RECORDED DATA ▸
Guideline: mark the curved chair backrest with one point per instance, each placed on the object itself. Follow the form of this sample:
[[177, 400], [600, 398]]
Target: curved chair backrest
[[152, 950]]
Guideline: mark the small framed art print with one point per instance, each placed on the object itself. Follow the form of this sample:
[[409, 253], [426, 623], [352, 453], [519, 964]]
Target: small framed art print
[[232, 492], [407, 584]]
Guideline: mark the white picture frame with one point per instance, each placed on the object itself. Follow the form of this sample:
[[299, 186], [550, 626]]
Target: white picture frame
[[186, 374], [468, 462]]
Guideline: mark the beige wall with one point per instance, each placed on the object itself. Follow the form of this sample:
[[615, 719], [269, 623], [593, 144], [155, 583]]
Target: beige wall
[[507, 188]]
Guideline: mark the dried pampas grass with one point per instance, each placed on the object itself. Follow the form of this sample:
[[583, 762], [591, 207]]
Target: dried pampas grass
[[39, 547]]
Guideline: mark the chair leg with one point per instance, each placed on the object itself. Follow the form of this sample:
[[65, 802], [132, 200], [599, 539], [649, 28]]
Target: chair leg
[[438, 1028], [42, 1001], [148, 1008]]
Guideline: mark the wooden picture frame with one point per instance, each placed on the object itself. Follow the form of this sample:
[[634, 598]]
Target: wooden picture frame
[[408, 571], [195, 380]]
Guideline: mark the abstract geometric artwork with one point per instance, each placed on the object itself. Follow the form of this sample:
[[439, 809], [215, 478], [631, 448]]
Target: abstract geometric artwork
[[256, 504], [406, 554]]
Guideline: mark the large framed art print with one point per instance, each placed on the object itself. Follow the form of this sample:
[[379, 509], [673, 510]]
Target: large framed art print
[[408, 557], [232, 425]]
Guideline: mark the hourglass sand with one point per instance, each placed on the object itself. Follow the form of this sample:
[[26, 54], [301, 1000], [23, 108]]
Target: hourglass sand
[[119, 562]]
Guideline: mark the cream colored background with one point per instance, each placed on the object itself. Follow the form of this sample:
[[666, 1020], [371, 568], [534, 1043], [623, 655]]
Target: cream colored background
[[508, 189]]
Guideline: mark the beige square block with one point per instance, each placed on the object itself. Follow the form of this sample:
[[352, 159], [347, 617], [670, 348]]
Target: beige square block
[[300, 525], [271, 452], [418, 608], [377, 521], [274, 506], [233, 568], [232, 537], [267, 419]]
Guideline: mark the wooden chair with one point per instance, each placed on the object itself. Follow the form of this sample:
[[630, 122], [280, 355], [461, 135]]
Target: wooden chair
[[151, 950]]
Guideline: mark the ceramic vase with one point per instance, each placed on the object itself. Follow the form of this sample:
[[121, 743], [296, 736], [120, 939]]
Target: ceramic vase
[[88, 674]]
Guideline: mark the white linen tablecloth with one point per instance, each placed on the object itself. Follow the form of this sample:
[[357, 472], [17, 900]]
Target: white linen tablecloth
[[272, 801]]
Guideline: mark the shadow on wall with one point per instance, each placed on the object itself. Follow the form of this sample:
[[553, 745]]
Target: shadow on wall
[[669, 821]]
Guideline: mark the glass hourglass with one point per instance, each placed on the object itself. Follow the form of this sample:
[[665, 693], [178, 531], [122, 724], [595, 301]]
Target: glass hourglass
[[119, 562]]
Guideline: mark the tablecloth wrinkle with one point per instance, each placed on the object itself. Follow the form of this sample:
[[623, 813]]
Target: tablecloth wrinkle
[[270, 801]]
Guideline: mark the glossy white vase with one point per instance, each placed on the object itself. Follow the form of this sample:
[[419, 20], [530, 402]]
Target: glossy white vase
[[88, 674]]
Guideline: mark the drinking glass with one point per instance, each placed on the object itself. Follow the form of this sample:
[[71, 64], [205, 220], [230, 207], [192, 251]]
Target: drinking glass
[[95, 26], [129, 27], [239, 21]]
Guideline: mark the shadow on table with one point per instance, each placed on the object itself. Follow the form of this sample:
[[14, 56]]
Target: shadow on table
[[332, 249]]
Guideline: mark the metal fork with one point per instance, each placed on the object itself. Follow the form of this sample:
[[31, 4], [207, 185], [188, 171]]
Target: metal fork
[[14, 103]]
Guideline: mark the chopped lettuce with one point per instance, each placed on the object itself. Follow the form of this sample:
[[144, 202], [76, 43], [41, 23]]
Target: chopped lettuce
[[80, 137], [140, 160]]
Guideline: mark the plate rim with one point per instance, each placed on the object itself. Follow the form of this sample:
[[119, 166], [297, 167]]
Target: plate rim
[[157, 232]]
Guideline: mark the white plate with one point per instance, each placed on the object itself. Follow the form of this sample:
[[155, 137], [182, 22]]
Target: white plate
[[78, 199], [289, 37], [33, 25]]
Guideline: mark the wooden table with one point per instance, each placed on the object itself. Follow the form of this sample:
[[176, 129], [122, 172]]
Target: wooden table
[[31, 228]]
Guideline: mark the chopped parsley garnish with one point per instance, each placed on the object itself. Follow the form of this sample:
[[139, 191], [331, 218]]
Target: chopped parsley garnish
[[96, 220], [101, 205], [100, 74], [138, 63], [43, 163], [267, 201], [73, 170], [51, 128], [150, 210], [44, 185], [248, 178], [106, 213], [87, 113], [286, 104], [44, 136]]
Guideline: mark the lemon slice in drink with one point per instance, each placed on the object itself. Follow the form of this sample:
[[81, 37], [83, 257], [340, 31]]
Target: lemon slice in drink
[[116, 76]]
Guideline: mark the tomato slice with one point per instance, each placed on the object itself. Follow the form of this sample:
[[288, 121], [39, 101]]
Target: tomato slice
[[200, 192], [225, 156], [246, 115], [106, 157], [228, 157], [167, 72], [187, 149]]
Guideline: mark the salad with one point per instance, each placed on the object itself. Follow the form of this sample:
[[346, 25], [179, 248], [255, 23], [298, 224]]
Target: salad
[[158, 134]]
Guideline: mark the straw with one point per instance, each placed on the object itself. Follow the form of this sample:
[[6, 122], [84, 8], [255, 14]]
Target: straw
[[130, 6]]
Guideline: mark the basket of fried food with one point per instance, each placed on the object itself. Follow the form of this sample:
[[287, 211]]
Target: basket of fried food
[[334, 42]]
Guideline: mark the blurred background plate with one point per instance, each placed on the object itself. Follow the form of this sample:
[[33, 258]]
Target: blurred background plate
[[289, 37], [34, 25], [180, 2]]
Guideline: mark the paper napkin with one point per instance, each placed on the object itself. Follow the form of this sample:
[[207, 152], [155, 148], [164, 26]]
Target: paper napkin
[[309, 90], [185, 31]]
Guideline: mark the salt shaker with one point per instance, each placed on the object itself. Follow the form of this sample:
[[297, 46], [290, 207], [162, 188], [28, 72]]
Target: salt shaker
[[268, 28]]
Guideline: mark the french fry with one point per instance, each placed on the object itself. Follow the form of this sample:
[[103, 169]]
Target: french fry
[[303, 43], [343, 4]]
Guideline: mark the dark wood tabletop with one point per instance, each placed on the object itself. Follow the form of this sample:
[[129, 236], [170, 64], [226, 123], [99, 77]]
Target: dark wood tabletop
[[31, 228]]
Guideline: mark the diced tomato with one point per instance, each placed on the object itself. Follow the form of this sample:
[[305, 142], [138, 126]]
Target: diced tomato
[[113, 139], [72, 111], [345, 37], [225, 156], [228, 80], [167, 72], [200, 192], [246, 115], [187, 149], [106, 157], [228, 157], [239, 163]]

REQUIRED WORK ▸
Can you copy out, word for word, the lines starting at the one containing "Guideline: mark the plate" and ending at the one containing "[[289, 37], [34, 25], [180, 2]]", with both of those lines included?

TASK SOLUTION ▸
Guideline: mark the plate rim with one point per instance, each placed on the object itself. Follow the form of this sample:
[[119, 166], [297, 167]]
Target: plate rim
[[157, 232]]
Guideline: mark the white plate with one point per instance, each placed on the object itself. Follow the form of this sample:
[[155, 137], [182, 22]]
Target: white plate
[[78, 199], [289, 37], [33, 25]]
Guideline: mark the wooden table with one point per instance, each placed on the object itself. Follow the form of this sample:
[[176, 129], [122, 172]]
Target: wooden table
[[31, 228]]
Guideline: mark the chopped parsley garnish with one point per instance, each placed on the object itself. Follow the form of this sample:
[[139, 191], [331, 218]]
Target: chopped parsley garnish
[[96, 220], [101, 205], [100, 74], [138, 63], [43, 163], [267, 201], [73, 170], [51, 128], [150, 210], [44, 185], [248, 178], [106, 213], [87, 113], [286, 104], [44, 136]]
Guideline: mark the lemon slice in drink with one point per instance, each placed on the object itself. Follow the form of this sample:
[[81, 37], [83, 257], [340, 31]]
Target: lemon slice in drink
[[116, 76]]
Guideline: mark the tomato slice with one point per instance, each placed on the object itself. Follow the form of this sample:
[[288, 121], [39, 101]]
Target: tomato slice
[[200, 192], [225, 156], [246, 115], [106, 157], [228, 157], [167, 72], [187, 149]]
Guideline: mark the salad with one point per instance, each placed on the object itself. Follow the form of this sample:
[[346, 25], [179, 248], [255, 23], [298, 224]]
Target: salad
[[158, 134]]
Guideline: mark the straw with one point per instance, each placed on the object itself. Follow the form of this sample:
[[6, 122], [84, 8], [255, 14]]
Target: straw
[[130, 6]]
Guideline: mark the basket of fried food with one point per instance, each placed on the object itself. Follow the form of this sample:
[[287, 211]]
Target: basket of fried food
[[334, 42]]
Guideline: mark the blurred background plate with one point per instance, each placed on the object itself. Follow the form of this sample:
[[33, 258]]
Target: blurred background plate
[[289, 37], [34, 25], [180, 2]]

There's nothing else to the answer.